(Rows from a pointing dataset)

------------------------------

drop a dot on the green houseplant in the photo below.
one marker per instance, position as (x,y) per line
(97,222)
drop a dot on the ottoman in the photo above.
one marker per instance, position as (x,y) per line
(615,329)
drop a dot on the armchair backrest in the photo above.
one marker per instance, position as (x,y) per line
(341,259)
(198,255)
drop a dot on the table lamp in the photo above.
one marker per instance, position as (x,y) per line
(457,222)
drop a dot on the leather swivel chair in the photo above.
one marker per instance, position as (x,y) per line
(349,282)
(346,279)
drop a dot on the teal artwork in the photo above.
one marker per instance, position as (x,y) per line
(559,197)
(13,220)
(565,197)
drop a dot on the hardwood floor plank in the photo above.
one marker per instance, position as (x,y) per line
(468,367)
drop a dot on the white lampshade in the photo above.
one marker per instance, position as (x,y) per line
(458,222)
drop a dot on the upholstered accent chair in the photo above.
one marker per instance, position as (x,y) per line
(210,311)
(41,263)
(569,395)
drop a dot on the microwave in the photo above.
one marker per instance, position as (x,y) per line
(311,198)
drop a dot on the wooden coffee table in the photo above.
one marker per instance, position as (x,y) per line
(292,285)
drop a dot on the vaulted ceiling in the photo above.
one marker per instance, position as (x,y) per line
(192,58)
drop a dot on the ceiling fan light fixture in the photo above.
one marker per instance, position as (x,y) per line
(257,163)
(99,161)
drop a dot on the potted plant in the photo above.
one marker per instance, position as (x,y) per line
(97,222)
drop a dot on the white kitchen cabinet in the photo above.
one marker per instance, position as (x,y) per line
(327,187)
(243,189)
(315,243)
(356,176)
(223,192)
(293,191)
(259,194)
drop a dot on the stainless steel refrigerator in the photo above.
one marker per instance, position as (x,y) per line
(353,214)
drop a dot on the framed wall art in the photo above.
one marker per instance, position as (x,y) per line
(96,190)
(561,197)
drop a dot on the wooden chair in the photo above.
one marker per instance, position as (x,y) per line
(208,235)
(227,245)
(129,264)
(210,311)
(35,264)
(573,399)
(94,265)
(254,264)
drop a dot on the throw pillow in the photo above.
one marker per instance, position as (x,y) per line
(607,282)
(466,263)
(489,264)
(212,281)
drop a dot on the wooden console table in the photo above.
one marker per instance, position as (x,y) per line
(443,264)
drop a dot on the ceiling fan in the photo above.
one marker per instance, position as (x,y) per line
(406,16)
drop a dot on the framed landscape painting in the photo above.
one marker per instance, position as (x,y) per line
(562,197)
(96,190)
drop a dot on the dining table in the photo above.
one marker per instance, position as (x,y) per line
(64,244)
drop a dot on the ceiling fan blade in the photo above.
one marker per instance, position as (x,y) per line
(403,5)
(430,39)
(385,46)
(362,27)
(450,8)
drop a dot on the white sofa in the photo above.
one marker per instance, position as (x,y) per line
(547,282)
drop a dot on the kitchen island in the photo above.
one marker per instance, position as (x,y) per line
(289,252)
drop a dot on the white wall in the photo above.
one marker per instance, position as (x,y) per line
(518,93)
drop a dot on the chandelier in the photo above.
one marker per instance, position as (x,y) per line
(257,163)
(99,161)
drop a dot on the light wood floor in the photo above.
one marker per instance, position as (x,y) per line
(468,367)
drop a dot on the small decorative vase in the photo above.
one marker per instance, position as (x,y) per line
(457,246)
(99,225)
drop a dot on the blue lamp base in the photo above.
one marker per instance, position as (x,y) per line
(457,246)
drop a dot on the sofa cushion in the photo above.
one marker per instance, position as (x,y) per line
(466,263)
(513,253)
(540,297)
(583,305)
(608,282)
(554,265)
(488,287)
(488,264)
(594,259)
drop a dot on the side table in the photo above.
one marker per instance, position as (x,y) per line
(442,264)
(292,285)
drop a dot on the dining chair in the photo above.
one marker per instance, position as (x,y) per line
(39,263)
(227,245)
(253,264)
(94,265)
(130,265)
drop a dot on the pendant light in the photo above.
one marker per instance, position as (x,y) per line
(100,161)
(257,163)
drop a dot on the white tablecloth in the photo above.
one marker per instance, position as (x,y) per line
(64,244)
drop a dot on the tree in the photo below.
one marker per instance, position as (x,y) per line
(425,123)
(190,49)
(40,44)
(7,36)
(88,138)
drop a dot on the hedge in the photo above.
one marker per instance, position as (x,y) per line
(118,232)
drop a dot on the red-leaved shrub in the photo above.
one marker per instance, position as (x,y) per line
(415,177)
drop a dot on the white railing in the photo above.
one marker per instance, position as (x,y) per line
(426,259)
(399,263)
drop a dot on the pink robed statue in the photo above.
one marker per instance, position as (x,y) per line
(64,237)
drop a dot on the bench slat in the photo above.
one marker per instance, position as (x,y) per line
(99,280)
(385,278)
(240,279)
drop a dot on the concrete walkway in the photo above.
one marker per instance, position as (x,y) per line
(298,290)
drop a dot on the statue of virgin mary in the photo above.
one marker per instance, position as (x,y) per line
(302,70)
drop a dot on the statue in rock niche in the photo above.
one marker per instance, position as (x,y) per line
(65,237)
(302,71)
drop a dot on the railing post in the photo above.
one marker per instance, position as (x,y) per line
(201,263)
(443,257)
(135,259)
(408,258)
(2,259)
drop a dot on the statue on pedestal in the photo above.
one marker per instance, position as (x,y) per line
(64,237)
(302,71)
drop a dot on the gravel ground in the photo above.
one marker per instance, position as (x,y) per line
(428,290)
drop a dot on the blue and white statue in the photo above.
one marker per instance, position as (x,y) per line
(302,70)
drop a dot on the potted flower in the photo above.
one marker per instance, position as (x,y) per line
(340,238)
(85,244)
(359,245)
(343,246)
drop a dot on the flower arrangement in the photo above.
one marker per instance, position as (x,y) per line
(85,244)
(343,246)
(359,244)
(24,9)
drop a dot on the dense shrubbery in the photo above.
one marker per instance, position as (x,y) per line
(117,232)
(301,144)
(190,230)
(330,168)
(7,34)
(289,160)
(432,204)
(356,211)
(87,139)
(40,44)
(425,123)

------------------------------

EXERCISE: Exactly reproduce all of the entries.

TASK RESULT:
drop a dot on the green houseplant in the photo below.
one marker per instance, position as (x,y) per line
(97,222)
drop a dot on the ottoman in the photo above.
one marker per instance, position as (x,y) per line
(615,329)
drop a dot on the armchair backrest in the photo above.
one marker per instance, position as (x,y) per line
(341,259)
(198,255)
drop a dot on the table lamp in the photo above.
one marker per instance, position as (x,y) per line
(457,222)
drop a dot on the leather swivel chair in the photo above.
one marker per instance, position as (x,y) per line
(349,282)
(346,279)
drop a dot on the teal artwork in the photo above.
one marker per instance, position as (x,y) per line
(559,197)
(13,220)
(565,197)
drop a dot on the hardwood floor plank in the photo above.
one marker per instance, position as (x,y) per line
(468,367)
drop a dot on the white lampshade in the photo above.
one marker per instance, position as (x,y) per line
(458,222)
drop a dot on the upholstered accent chair in the photo above.
one marker per instance, position as (x,y) per line
(210,311)
(41,263)
(569,395)
drop a dot on the microwave in the photo above.
one marker per instance, position as (x,y) per line
(311,198)
drop a dot on the wooden coffee table in the photo above.
one marker per instance, position as (x,y) per line
(292,285)
drop a dot on the vaulted ceiling in the photo above.
one marker per instance, position as (x,y) per line
(192,58)
drop a dot on the ceiling fan light fixture in the photo above.
one marker per instance, position as (x,y) per line
(257,163)
(99,161)
drop a dot on the potted plant in the photo above.
one marker per instance, position as (x,y) per line
(97,222)
drop a dot on the white kitchen cabinet in the photo above.
one marker per instance, position as (x,y) per line
(327,187)
(243,189)
(315,243)
(356,176)
(223,192)
(293,191)
(259,194)
drop a dot on the stainless steel refrigerator in the photo above.
one marker per instance, position as (x,y) per line
(353,214)
drop a dot on the framed wall art in the photo above.
one marker per instance, position as (x,y) per line
(96,190)
(561,197)
drop a dot on the wooden chair in the photo above.
one marker per instance, position as (x,y) per line
(208,235)
(227,245)
(129,264)
(210,311)
(35,264)
(573,399)
(94,265)
(254,264)
drop a dot on the throw pillow in the photo above.
one marker per instance, position as (x,y) per line
(607,282)
(466,263)
(489,264)
(212,281)
drop a dot on the wooden console table in the photo above.
one marker per instance, position as (x,y) per line
(443,264)
drop a dot on the ceiling fan in the photo above.
one marker per instance, position as (x,y) per line
(406,16)
drop a dot on the framed landscape painting in the photo above.
one marker per instance, position as (x,y) per line
(562,197)
(96,190)
drop a dot on the dining table in the photo above.
one marker per instance, position as (x,y) per line
(64,244)
drop a dot on the ceiling fan blade in the photo above.
one marker per instance, position as (x,y) per line
(403,5)
(430,39)
(385,46)
(362,27)
(450,8)
drop a dot on the white sofa in the photo above.
one marker per instance, position as (x,y) per line
(547,282)
drop a dot on the kitchen island in the photo above.
one marker per instance, position as (x,y) per line
(289,252)
drop a dot on the white wall in the photo above.
one marker per instance, position as (x,y) per line
(518,93)
drop a dot on the chandelier in the photo above.
one marker per instance, position as (x,y) per line
(257,163)
(99,161)
drop a dot on the light wood floor in the photo above.
one marker per instance, position as (x,y) per line
(468,367)
drop a dot on the small decorative vase in the photo above.
one marker per instance, position as (x,y) per line
(457,246)
(99,225)
drop a dot on the blue lamp base in the photo above.
one marker per instance, position as (x,y) per line
(457,246)
drop a dot on the sofa cushion in the photo above.
one marker per instance, position as (x,y) per line
(466,263)
(513,253)
(540,297)
(583,305)
(608,282)
(554,265)
(488,287)
(488,264)
(594,259)
drop a dot on the side table in the photo above.
one marker per instance, position as (x,y) per line
(442,264)
(292,285)
drop a dot on the dining chair in the photo above.
one marker per instance, position as (x,y) per line
(39,263)
(227,245)
(253,264)
(94,265)
(130,265)
drop a dot on the pendant light in the photo above.
one marker per instance, position as (x,y) per line
(100,161)
(257,163)
drop a dot on the white tablecloth in the photo above.
one marker per instance, position as (x,y) per line
(64,244)
drop a dot on the tree in the photo below.
one marker per instance, position as (x,y) per line
(425,123)
(190,49)
(40,44)
(7,36)
(88,138)
drop a dot on the hedge in the photo above.
one marker per instance, position as (x,y) per line
(118,232)
drop a dot on the red-leaved shrub in the photo above.
one marker per instance, position as (x,y) per line
(415,177)
drop a dot on the white railing in the photo above.
one marker per instance, position as (x,y) per line
(426,259)
(399,263)
drop a dot on the pink robed statue in the photo above.
one marker per instance, position as (x,y) per line
(64,237)
drop a dot on the bench slat in the photo above.
one marker per instance, position as (x,y) per line
(99,280)
(385,278)
(240,279)
drop a dot on the concrete walkway in the photo above.
one marker per instance, position as (x,y) per line
(298,290)
drop a dot on the statue of virgin mary in the photo above.
one marker per instance, position as (x,y) per line
(302,70)
drop a dot on the statue in rock niche in the photo above.
one marker per instance, position as (x,y) per line
(65,237)
(302,71)
drop a dot on the railing post in the photo above.
one marker per instance, position as (x,y) per line
(201,263)
(443,257)
(135,259)
(408,258)
(2,259)
drop a dot on the statue on pedestal in the photo above.
one marker per instance, position as (x,y) per line
(64,237)
(302,71)
drop a dot on the gravel ground in the photo above.
one marker per instance, position as (x,y) per line
(428,290)
drop a dot on the blue and white statue in the photo above.
one marker per instance, position as (x,y) per line
(302,70)
drop a dot on the potted flower in the photo above.
one marker per instance, position as (x,y) per line
(340,238)
(85,244)
(359,245)
(343,246)
drop a dot on the flower arrangement in the photo above.
one marker per instance, position as (x,y) per line
(85,244)
(343,246)
(359,244)
(24,9)
drop a dot on the dense shrubbery in the photo above.
one marker per instance, position as (x,y) per line
(117,232)
(301,144)
(190,230)
(330,168)
(7,34)
(289,160)
(432,204)
(356,211)
(87,139)
(40,44)
(425,123)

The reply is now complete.